▶ _Quoted passage_
* * * * * * *

And a logged-in view. At least, I think this is the logged-in view. I may have my timelines mixed up, but because we started really integrating AOL Mail into the homepage, and getting identity information from the AOL client, that's when the member and non-member (or non-authenticated member) views of the page really started to diverge:
The external view of the homepage, which included people using external browsers -- non-AOL members and AOL members who hadn't signed in with their AOL credentials -- would eventually feature big, billboard style TRY AOL 10 ZILLION HOURS FREE ads that basically replaced the top half of the right column. But I don't remember if we launched with that here. (Unless these screenshots were doctored [which is always possible], these were screenshots using the AOL client browser -- you can tell because of the AOL Favorite Places heart in the upper right corner.)

I seem to remember that we made you enter your screen name and password to access your AOL Webmail, even from within the AOL client. Some time later, we made it so that if you were using the AOL client's browser, it would automatically identify and authenticate you into AOL Mail with the screen name you were using. Convenient, right? NO! The users howled at us, because we hadn't taken into account the following use case: AOL members, logged into their AOL client, using and AOL Webmail to log in and check the mailboxes of their other AOL Screen Names. (They could have five, later seven, total screen names.) For them, AOL Webmail was their way of easily checking mail from other their accounts, without having to log in and out of the client. Lesson learned.

Anyway, you can see the other major design changes:

  • The colored block sections, of course. We really gave Community features short shrift here (though to be fair, many of those features weren't yet available outside the AOL client)
  • "AOL Anytime, Anywhere" branding (we'd later rebrand the site to be "AOL Anywhere," per executive whim.)
  • Four small ad spots up top-- four times the impressions compared to a single banner ad! --  except that when they showed duplicate ads, it really looked like a slot machine jackpot payoff
  • A text ad above the top nav bar
  • The My News news feed headlines up high
  • An auto-generated date field (removing at least one potential source of human error)
  • The new, ridiculous postage-stamp sized promo block. Seriously, that was basically it, and it was a weird, non-standard size. I think 63x63?

* * * * * * *

▶ _Provided data_
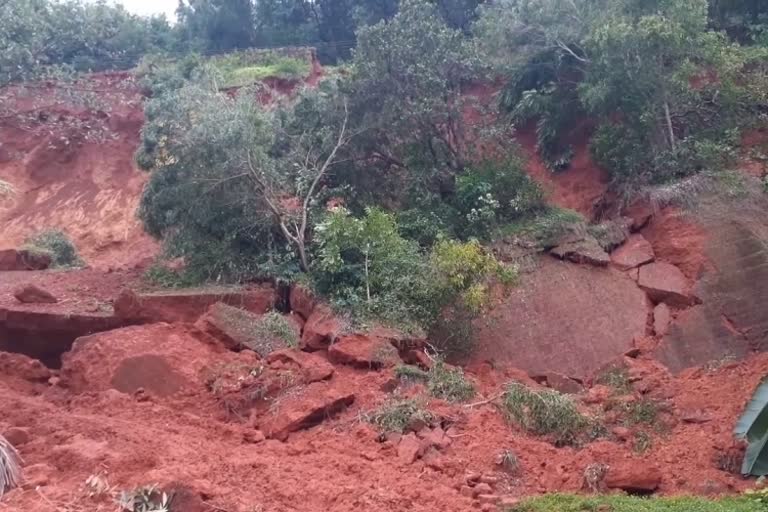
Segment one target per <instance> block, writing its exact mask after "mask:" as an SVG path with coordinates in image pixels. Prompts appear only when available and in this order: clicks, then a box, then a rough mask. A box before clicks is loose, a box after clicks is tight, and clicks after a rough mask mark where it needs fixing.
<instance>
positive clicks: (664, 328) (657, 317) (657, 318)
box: [653, 302, 672, 336]
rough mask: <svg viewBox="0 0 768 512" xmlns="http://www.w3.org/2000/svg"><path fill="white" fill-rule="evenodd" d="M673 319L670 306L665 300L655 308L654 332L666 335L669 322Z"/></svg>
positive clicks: (661, 334)
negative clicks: (672, 318)
mask: <svg viewBox="0 0 768 512" xmlns="http://www.w3.org/2000/svg"><path fill="white" fill-rule="evenodd" d="M671 321H672V312H671V311H670V309H669V306H667V305H666V304H664V303H663V302H662V303H661V304H659V305H657V306H656V307H655V308H653V332H655V333H656V336H664V335H666V334H667V332H668V331H669V322H671Z"/></svg>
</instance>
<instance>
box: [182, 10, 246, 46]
mask: <svg viewBox="0 0 768 512" xmlns="http://www.w3.org/2000/svg"><path fill="white" fill-rule="evenodd" d="M176 15H177V17H178V27H179V28H178V30H180V31H181V33H182V34H183V38H184V40H185V41H187V42H188V43H190V44H192V45H193V46H198V47H199V49H202V50H207V51H226V50H233V49H238V48H248V47H250V46H251V45H253V43H254V40H255V29H254V17H253V2H252V1H251V0H180V1H179V7H178V9H177V11H176Z"/></svg>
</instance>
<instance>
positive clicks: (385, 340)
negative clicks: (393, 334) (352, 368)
mask: <svg viewBox="0 0 768 512" xmlns="http://www.w3.org/2000/svg"><path fill="white" fill-rule="evenodd" d="M328 359H330V360H331V362H334V363H337V364H348V365H351V366H355V367H357V368H369V369H378V368H383V367H385V366H394V365H395V364H396V363H397V362H398V361H399V357H398V354H397V350H396V349H395V347H393V346H392V344H391V343H390V342H388V341H387V340H384V339H381V338H378V337H376V336H373V335H370V334H351V335H347V336H341V337H339V338H338V340H336V342H334V343H333V344H332V345H331V346H330V347H329V348H328Z"/></svg>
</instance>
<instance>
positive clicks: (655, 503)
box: [507, 494, 766, 512]
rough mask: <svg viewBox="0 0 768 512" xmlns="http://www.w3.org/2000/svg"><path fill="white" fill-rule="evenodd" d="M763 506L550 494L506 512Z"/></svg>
mask: <svg viewBox="0 0 768 512" xmlns="http://www.w3.org/2000/svg"><path fill="white" fill-rule="evenodd" d="M765 510H766V509H765V505H762V504H760V503H757V502H756V501H754V500H751V499H749V498H747V497H744V496H739V497H732V498H723V499H719V500H708V499H705V498H690V497H677V498H636V497H630V496H600V497H581V496H570V495H563V494H551V495H548V496H542V497H540V498H533V499H530V500H526V501H524V502H523V503H521V504H519V505H516V506H514V507H512V508H509V509H507V511H508V512H758V511H763V512H764V511H765Z"/></svg>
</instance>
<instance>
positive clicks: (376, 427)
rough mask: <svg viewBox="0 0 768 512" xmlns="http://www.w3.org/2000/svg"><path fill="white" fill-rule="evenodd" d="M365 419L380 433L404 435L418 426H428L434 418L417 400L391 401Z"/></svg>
mask: <svg viewBox="0 0 768 512" xmlns="http://www.w3.org/2000/svg"><path fill="white" fill-rule="evenodd" d="M364 419H365V420H366V421H367V422H368V423H371V424H372V425H374V426H375V427H376V428H377V429H378V430H379V431H380V432H382V433H385V434H386V433H389V432H399V433H404V432H406V431H407V430H409V429H410V428H412V427H414V426H415V425H418V424H428V423H430V422H431V421H432V420H433V419H434V416H433V415H432V413H430V412H429V411H428V410H426V409H425V408H424V407H423V406H422V404H420V403H419V402H417V401H416V400H411V399H404V400H389V401H387V402H385V403H384V404H383V405H382V406H381V407H379V408H378V409H376V410H375V411H373V412H371V413H368V414H365V415H364Z"/></svg>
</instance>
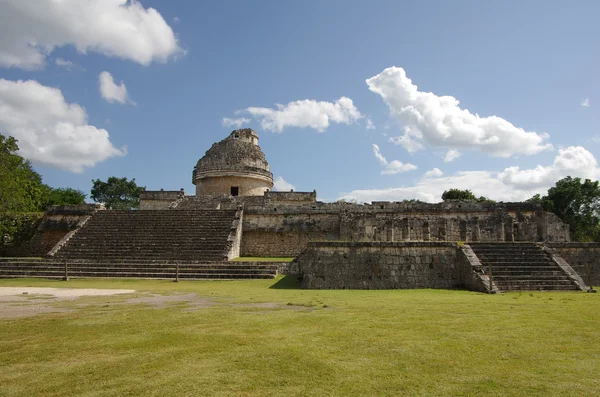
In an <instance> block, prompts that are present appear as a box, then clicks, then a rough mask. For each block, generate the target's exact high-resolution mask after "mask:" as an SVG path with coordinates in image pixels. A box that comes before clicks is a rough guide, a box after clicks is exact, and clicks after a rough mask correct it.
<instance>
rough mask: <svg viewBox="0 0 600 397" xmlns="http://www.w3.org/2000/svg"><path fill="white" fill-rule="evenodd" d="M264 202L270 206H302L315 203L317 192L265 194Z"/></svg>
mask: <svg viewBox="0 0 600 397" xmlns="http://www.w3.org/2000/svg"><path fill="white" fill-rule="evenodd" d="M264 196H265V201H267V202H271V203H272V204H279V205H281V204H284V205H303V204H313V203H316V202H317V192H316V191H312V192H294V191H293V190H292V191H289V192H265V194H264Z"/></svg>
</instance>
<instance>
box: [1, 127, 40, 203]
mask: <svg viewBox="0 0 600 397" xmlns="http://www.w3.org/2000/svg"><path fill="white" fill-rule="evenodd" d="M18 150H19V146H18V144H17V140H16V139H15V138H13V137H10V136H9V137H8V138H7V137H5V136H4V135H2V134H0V211H3V212H6V211H21V212H35V211H40V210H43V195H44V187H43V185H42V177H41V175H40V174H38V173H37V172H35V171H34V170H33V168H32V167H31V162H29V161H28V160H25V159H24V158H23V157H21V156H19V155H18V154H17V151H18Z"/></svg>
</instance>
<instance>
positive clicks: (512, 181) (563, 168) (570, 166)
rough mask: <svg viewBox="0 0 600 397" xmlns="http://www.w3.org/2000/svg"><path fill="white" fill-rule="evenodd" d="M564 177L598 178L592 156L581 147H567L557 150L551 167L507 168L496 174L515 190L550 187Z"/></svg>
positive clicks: (598, 169) (591, 178)
mask: <svg viewBox="0 0 600 397" xmlns="http://www.w3.org/2000/svg"><path fill="white" fill-rule="evenodd" d="M566 176H572V177H580V178H589V179H598V178H600V172H599V169H598V163H597V162H596V158H595V157H594V155H593V154H591V153H590V152H588V151H587V150H586V149H585V148H583V147H581V146H569V147H567V148H564V149H559V150H558V155H557V156H556V157H555V158H554V163H553V164H552V165H549V166H541V165H538V166H537V167H535V168H533V169H525V170H522V169H520V167H518V166H514V167H508V168H506V169H505V170H504V171H502V172H501V173H499V174H498V179H500V180H501V181H502V182H503V183H505V184H507V185H510V186H514V187H516V188H525V189H538V188H543V187H547V186H551V185H553V184H554V182H556V181H557V180H559V179H561V178H564V177H566Z"/></svg>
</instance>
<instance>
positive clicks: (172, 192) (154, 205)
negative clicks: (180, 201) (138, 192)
mask: <svg viewBox="0 0 600 397" xmlns="http://www.w3.org/2000/svg"><path fill="white" fill-rule="evenodd" d="M184 197H185V191H184V190H183V189H181V190H150V191H144V192H141V193H140V209H141V210H166V209H169V208H170V207H171V206H173V205H175V203H177V202H178V201H179V200H181V199H183V198H184Z"/></svg>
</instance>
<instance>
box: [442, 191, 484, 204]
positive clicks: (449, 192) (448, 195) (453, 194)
mask: <svg viewBox="0 0 600 397" xmlns="http://www.w3.org/2000/svg"><path fill="white" fill-rule="evenodd" d="M442 200H444V201H448V200H475V201H477V202H479V203H484V202H490V203H493V202H494V201H493V200H490V199H488V198H487V197H484V196H480V197H479V198H478V197H477V196H475V195H474V194H473V192H472V191H470V190H468V189H465V190H461V189H450V190H446V191H444V193H442Z"/></svg>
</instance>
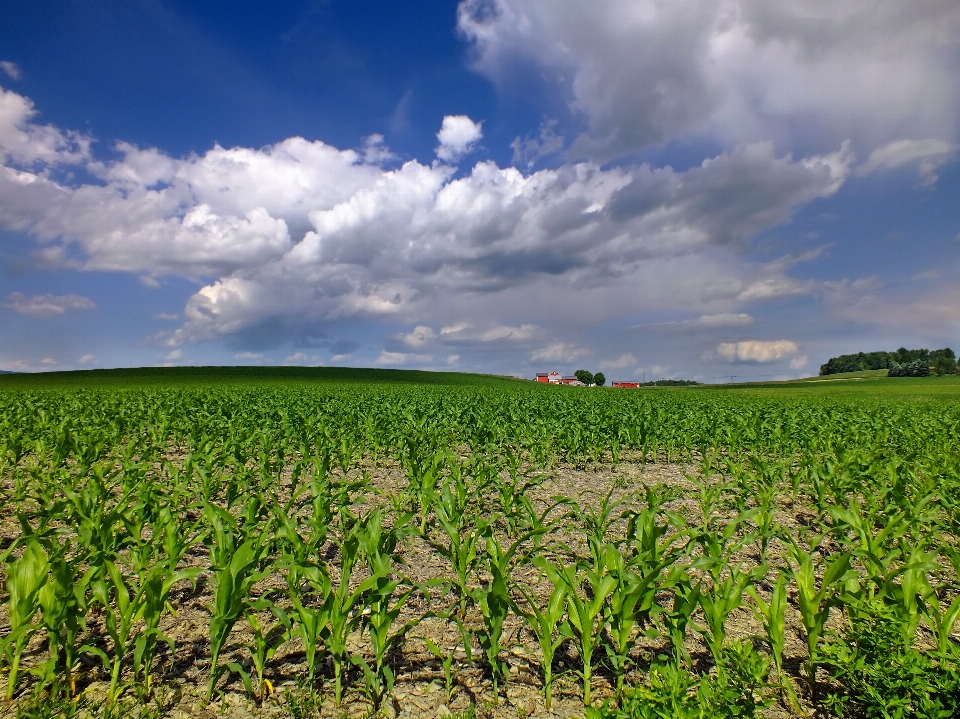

* * * * * * *

▶ _Task objective_
Continue the AOL homepage passage from its final bullet point onward.

▶ _Response to the exercise_
  • The Shopping block went from categories to brands.
  • The super-truncated Web Centers listings.

And, down below, you can see a link to a note about the redesign launch, as well as the item about the merger.

Closing Thoughts

So, to wrap things up: Publishing the home page was a grind (in addition to doing a bunch of other things for the site that I'm sure were very worthwhile), and doing this series of blog entries and Twitter posts brought back a little of that. I specifically scheduled the blog posts to publish at 3AM ET, because that's when the promos updated for each new day.

I could have gone more under the hood, talking about Shark and Shakespeare, promo rotators, push tools, include files, staging servers, tracking redirects, etc, but you get the picture.

I'd continue to do the home page for a year or two more, through a few redesigns and aborted launches (two in a row, including one that was ahead of its time, with integrated AIM Express Buddy List right there on the page!). We did more segmentation (in-client and out-of-client views), though they didn't go to dynamic programming and more dayparts until after I switched groups.

I may have other screenshots tucked away on hard drives or CD-ROMs (some of which I can't get to anymore), though I think this is it for the hard copies. I'm pretty sure I have a 9/11 screenshot somewhere, too.

Anyway, here we are, 20 years later. I hope this archive is useful to someone, even if it's just for nostalgia purposes. For me, it was part memory job, part writing prompt to get me posting online again. So we'll see what happens with that.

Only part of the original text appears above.